Fragmento:
※
# Medición de capacitores de alto valor.



## seralemi (Jul 8, 2015)

Buen día. Necesito saber si existe alguna forma práctica de medir los capacitores electrolíticos de alta capacidad (>1000uF). Poseo un multimetro digital UT50D que mide capacidad pero hasta un valor de 100uF. He leído por ahí que podría hacer una conexión en serie entre un capacitor de menor valor (<100uF) "confiable" y el capacitor a medir. Luego realizar los cálculos para corroborar resultado según fórmula:

(C1*C2)/(C1+C2)

Es esto válido ó existe otra alternativa?
Adjunto imágen del multimetro y del ejemplo propuesto.
Saludos.


----------



## naxito (Jul 8, 2015)

Mira la verdad es primera ves que escucho de eso voy a probar hoy dia en mi casa con mi fluke 115 y te digo que tal y si es preciso o se acerca al valor real y te cuento. Saludos y al menos el fluke 115 mide hasta 1000uf


----------



## seralemi (Jul 8, 2015)

naxito dijo:


> Mira la verdad es primera ves que escucho de eso voy a probar hoy dia en mi casa con mi fluke 115 y te digo que tal y si es preciso o se acerca al valor real y te cuento. Saludos y al menos el fluke 115 mide hasta 1000uf



Hola naxito. Te cuento que debo medir unos capa de 4700uF que tengo en la fuente de alimentación del equipo de audio. Aún con el tuyo tampoco podríamos medir esas capacidades .
Estaré atento a tus noticias.
Saludos.


----------



## juanma2468 (Jul 8, 2015)

Otra opcion de medicion seria en forma estatica (poco precisa), daria un valor aproximado. Consiste en colocar una resistencia en serie con el capacitor, digamos de unos 100k por ejemplo, aun que dependera del valor del capacitor tambien. Se le aplica una tension continua entre una de las patas de la resistencia y una de las patas del condensador (ojo respetar polaridad), por ejemplo 10V, y se mide un TAU, o sea cuando la tensión sobre el condensador llega a un valor de 6,3V, de ese tiempo medido TAU = RC ==> se despeja C para obtener una valor estimativo.
Para un valor de resistencia de 100k y un capacitor de 4700uF el tiempo TAU deberia de ser de 470 segundos, en ese tiempo el capacitor se cargaria a un valor de 6,3V, eso en teoria, en la practica seguramente es tiempo no se va a cumplir.
※
Qué hacer:
[A] Indica si cada afirmación coincide con el hilo sobre la medición de capacitores. Responde sí o no y cita textualmente las palabras que lo deciden: (i) El multímetro UT50D mide capacidad hasta 100 uF. (ii) Los capacitores que seralemi debe medir son de 1000 uF. (iii) juanma2468 presenta el método estático como muy preciso.
[B] Reescribe como lista, en el hilo sobre la medición de capacitores, el párrafo que empieza con "Otra opcion de medicion". Conserva sus datos principales.
[C] Continúa el hilo sobre la medición de capacitores a partir de su último mensaje.
El listado es material aparte, sin relación con el hilo.

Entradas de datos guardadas
※
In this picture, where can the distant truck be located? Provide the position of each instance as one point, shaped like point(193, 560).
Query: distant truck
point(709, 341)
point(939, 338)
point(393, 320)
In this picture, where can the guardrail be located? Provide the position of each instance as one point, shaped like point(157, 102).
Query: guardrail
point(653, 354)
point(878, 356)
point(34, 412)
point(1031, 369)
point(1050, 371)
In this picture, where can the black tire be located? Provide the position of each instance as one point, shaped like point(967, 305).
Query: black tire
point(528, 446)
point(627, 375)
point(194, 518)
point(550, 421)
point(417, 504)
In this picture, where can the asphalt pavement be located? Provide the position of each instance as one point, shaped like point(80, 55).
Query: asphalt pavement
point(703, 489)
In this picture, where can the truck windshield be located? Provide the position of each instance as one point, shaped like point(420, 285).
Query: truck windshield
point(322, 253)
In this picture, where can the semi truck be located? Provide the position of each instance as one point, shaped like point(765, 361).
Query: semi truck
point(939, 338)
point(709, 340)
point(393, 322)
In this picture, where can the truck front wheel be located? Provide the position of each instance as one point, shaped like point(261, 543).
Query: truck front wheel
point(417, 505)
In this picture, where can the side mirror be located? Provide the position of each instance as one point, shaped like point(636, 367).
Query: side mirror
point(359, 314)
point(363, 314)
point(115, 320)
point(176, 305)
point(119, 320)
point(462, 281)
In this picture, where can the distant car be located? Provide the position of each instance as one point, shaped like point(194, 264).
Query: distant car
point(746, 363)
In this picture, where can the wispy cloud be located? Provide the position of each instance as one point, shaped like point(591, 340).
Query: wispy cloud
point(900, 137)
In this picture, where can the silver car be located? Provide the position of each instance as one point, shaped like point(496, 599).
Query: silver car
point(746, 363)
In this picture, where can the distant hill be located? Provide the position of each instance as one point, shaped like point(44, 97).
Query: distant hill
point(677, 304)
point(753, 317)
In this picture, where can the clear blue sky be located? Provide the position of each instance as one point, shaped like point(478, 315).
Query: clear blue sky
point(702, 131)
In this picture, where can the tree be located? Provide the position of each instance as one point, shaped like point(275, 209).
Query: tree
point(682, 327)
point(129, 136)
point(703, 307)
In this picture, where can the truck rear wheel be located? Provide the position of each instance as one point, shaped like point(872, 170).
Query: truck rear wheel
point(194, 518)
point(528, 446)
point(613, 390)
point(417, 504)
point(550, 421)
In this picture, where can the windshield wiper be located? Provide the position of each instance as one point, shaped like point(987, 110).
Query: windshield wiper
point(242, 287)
※
Respuestas:
[A]
(i) Sí: "mide capacidad pero hasta un valor de 100uF".
(ii) No: "debo medir unos capa de 4700uF".
(iii) No: "Otra opcion de medicion seria en forma estatica (poco precisa)".

[B]
- Es un método estático, poco preciso, que da un valor aproximado.
- Se coloca una resistencia en serie con el capacitor, por ejemplo de 100k, según el valor del capacitor.
- Se aplica una tensión continua, por ejemplo de 10 V, entre una pata de la resistencia y una del condensador, respetando la polaridad.
- Se mide el tiempo TAU, que es cuando la tensión sobre el condensador llega a 6,3 V.
- Con TAU = RC se despeja C y se obtiene un valor estimativo.

[C]
Para una mejor estimacion del valor deberia ensayarse en forma dinamica y hacer uso de la tecnica que aplica el LC Meter que esta dando vueltas por ahi. http://www.todopic.com.ar/foros/index.php?topic=19544.0


----------



## diegomj1973 (Jul 8, 2015)

seralemi dijo:


> Buen día. Necesito saber si existe alguna forma práctica de medir los capacitores electrolíticos de alta capacidad (>1000uF). Poseo un multimetro digital UT50D que mide capacidad pero hasta un valor de 100uF. He leído por ahí que podría hacer una conexión en serie entre un capacitor de menor valor (<100uF) "confiable" y el capacitor a medir. Luego realizar los cálculos para corroborar resultado según fórmula:
> 
> (C1*C2)/(C1+C2)
> 
> ...



Ese método es válido, solo que debés contar con un capacitor de referencia de valor perfectamente conocido, estable en el tiempo y que haya sido medido en el rango más preciso de tu instrumento y, de ser posible, que sea del más alto valor (aunque no siempre el instrumento es más preciso en esa zona de medición). Esto es así porque cuando quieras medir capacitores de mucho mayor valor al de referencia, las dispersiones en los resultados pueden ser muy grandes.

Una fórmula práctica para estimar el valor incógnito es:

Cx = Cref * Cparalelo / (Cref - Cparalelo)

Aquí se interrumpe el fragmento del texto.